Top of Records for the exercise
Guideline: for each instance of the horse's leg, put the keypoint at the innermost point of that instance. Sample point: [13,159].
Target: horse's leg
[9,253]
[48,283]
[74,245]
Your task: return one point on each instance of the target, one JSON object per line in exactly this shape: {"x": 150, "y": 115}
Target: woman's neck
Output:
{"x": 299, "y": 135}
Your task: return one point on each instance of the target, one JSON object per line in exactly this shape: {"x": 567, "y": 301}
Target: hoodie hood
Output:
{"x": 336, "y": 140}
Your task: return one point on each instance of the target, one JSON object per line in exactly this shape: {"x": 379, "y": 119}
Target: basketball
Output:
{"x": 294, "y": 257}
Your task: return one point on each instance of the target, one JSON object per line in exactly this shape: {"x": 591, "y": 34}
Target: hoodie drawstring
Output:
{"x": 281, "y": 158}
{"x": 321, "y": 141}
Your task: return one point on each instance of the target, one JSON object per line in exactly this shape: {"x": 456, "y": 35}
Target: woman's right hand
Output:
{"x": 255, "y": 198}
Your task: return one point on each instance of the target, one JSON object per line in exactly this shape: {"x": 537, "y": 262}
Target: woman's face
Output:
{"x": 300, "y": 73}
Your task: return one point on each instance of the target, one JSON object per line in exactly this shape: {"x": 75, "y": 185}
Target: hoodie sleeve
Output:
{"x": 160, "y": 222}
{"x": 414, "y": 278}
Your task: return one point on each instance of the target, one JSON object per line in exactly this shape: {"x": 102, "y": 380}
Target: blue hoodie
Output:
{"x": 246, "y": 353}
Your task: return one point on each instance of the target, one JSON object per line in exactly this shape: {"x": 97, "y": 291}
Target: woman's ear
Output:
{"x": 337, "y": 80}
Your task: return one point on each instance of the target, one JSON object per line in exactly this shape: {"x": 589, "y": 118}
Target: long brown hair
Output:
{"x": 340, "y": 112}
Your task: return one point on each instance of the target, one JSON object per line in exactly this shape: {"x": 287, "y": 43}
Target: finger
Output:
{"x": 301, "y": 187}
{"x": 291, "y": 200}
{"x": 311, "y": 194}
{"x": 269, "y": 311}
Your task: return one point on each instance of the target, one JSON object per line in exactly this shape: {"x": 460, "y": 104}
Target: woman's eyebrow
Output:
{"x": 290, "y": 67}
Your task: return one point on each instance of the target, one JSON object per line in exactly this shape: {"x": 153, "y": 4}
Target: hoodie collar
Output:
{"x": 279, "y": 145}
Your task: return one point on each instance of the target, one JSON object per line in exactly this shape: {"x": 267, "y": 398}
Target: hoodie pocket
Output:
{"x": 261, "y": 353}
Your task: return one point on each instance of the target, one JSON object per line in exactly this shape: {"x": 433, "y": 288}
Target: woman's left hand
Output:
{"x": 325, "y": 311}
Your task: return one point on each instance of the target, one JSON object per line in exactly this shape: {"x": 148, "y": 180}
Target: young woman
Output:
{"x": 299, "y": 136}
Bottom of Records for the exercise
• **Your task**: Pick out each line in the material containing "woman".

• **Exercise result**:
Target: woman's neck
Target: woman's right hand
Target: woman's face
Target: woman's ear
Target: woman's eyebrow
Target: woman's left hand
Target: young woman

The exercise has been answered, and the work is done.